▶ **Stated exercise**
Transcribe without alteration everything from the start of the records down to the line containing "[[617, 38], [432, 112]]", including that line.

▶ **Extracted data**
════════

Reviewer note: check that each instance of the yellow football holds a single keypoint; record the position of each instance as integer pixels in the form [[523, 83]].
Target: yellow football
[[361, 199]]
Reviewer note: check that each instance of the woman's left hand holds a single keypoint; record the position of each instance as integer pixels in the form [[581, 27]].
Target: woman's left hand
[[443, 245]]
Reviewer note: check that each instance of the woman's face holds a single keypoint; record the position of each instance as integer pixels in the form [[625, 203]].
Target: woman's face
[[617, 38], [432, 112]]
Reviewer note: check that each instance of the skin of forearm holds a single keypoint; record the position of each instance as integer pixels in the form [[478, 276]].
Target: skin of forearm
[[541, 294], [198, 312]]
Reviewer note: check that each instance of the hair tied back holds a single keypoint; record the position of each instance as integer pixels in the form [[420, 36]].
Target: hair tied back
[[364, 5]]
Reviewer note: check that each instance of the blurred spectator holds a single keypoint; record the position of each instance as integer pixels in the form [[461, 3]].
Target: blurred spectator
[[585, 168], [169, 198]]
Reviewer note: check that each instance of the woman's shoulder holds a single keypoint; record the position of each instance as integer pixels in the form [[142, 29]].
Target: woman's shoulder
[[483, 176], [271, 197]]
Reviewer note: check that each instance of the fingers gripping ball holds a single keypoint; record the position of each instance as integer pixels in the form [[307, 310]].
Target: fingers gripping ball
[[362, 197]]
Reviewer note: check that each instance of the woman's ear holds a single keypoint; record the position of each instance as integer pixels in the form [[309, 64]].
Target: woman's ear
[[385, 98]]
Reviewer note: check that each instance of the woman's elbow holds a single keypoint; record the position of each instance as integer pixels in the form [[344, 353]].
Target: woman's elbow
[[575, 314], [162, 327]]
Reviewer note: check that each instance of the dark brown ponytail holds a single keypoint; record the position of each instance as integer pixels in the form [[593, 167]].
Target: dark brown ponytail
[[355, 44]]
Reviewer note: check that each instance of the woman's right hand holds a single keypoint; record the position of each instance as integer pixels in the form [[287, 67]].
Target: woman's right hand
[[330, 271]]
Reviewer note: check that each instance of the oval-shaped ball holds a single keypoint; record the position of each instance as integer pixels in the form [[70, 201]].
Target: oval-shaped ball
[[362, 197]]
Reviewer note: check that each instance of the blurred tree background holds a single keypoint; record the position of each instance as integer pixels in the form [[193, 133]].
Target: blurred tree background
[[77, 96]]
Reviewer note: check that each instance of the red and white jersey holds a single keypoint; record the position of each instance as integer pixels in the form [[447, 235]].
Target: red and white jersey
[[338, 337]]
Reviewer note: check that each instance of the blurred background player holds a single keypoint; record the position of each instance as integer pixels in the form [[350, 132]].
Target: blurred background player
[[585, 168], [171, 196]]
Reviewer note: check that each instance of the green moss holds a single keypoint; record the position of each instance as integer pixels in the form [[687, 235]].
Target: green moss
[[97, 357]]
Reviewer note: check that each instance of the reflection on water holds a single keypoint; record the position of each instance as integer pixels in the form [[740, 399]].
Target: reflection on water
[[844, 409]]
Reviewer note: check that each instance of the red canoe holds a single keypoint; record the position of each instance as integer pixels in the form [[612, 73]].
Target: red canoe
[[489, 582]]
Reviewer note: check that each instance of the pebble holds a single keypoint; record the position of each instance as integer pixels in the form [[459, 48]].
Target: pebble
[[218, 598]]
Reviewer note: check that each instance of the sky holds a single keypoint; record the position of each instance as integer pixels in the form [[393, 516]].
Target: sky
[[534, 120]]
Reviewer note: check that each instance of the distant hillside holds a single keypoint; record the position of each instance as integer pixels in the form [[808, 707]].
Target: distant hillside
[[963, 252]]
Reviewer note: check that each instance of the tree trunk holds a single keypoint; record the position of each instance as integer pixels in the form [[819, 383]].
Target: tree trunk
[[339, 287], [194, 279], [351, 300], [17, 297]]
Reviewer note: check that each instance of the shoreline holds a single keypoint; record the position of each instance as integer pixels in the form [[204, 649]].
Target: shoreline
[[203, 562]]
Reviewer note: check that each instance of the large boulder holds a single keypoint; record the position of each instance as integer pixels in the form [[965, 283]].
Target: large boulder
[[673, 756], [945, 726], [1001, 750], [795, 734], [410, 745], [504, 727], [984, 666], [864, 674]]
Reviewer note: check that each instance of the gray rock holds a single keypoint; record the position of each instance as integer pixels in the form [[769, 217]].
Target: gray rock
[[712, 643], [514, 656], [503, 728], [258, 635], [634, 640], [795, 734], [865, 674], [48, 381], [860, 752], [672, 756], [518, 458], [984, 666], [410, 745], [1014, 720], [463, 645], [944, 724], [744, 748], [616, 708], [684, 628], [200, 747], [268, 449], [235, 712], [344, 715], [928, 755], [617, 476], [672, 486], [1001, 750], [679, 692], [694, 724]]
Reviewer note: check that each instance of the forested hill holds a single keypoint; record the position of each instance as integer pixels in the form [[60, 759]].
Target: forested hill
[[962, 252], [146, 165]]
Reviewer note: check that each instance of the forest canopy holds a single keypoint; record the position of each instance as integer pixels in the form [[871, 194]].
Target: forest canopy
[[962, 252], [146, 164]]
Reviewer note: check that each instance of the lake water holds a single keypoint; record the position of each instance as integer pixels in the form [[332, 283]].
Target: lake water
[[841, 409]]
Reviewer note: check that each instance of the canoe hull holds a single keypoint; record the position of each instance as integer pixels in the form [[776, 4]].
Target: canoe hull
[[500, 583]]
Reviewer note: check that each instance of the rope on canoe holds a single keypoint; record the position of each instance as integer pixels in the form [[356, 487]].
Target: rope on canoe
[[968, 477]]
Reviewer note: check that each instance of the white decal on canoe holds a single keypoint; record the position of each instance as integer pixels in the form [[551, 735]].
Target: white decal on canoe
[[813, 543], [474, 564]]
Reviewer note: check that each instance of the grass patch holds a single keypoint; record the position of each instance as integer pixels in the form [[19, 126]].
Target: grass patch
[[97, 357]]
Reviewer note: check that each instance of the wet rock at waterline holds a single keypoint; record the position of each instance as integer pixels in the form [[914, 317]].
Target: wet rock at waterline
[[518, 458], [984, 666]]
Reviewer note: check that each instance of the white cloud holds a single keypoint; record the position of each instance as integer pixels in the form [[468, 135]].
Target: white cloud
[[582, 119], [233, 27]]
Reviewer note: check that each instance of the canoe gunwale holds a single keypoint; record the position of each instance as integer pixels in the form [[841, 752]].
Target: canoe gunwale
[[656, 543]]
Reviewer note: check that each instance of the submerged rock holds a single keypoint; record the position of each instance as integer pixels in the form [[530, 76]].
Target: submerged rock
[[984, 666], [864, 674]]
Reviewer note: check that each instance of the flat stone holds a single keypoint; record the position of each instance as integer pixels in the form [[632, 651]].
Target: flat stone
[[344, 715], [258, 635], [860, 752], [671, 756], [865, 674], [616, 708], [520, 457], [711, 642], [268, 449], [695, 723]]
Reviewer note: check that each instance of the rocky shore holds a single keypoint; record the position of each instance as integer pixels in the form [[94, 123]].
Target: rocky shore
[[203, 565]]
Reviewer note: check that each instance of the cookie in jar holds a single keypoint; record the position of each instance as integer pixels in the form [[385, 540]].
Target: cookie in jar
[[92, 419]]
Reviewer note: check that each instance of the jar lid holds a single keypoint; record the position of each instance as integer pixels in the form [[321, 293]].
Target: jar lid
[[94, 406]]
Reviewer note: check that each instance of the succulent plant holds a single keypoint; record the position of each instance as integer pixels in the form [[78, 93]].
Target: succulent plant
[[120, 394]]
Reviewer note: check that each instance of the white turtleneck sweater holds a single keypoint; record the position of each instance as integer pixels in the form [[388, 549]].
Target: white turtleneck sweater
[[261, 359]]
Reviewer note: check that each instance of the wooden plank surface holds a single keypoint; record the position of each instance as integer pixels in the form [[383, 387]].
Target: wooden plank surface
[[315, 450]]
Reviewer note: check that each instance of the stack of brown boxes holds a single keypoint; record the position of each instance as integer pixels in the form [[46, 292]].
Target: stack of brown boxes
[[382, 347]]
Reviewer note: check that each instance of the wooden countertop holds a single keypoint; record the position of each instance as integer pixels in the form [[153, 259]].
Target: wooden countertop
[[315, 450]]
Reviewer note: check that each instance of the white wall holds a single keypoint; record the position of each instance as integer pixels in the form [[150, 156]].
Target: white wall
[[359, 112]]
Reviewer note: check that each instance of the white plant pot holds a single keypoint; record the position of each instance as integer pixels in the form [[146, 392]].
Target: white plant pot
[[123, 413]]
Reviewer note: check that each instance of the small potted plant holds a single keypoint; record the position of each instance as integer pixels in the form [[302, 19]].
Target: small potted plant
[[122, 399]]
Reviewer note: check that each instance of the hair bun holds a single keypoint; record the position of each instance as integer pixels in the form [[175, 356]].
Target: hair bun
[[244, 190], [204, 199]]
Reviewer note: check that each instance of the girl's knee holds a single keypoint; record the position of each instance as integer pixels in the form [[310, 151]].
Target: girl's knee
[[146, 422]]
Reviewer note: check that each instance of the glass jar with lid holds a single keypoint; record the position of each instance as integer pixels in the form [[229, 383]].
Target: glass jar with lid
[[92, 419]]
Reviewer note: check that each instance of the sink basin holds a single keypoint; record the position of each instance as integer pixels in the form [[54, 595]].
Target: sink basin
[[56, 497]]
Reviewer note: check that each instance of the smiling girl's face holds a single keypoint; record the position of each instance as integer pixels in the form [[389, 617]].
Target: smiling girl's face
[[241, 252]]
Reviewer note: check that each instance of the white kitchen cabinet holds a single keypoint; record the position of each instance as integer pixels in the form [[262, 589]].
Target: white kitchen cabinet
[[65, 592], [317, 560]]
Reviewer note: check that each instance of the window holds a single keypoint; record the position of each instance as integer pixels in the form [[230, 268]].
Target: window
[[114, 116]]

════════

▶ **Expected answer**
Reviewer note: check that each instance of the yellow football holds a single keypoint; record the position of each instance as integer pixels in the form [[523, 83]].
Target: yellow football
[[361, 199]]
Reviewer note: check that each instance of the woman's left hand holds a single keypoint; record the position of each instance as integer pixels in the form [[581, 27]].
Target: woman's left hand
[[443, 245]]
Reviewer note: check that each instance of the woman's face holds a single keypoint; record the position of each instance as integer pixels in the form [[625, 203]].
Target: woman's face
[[617, 38], [432, 112]]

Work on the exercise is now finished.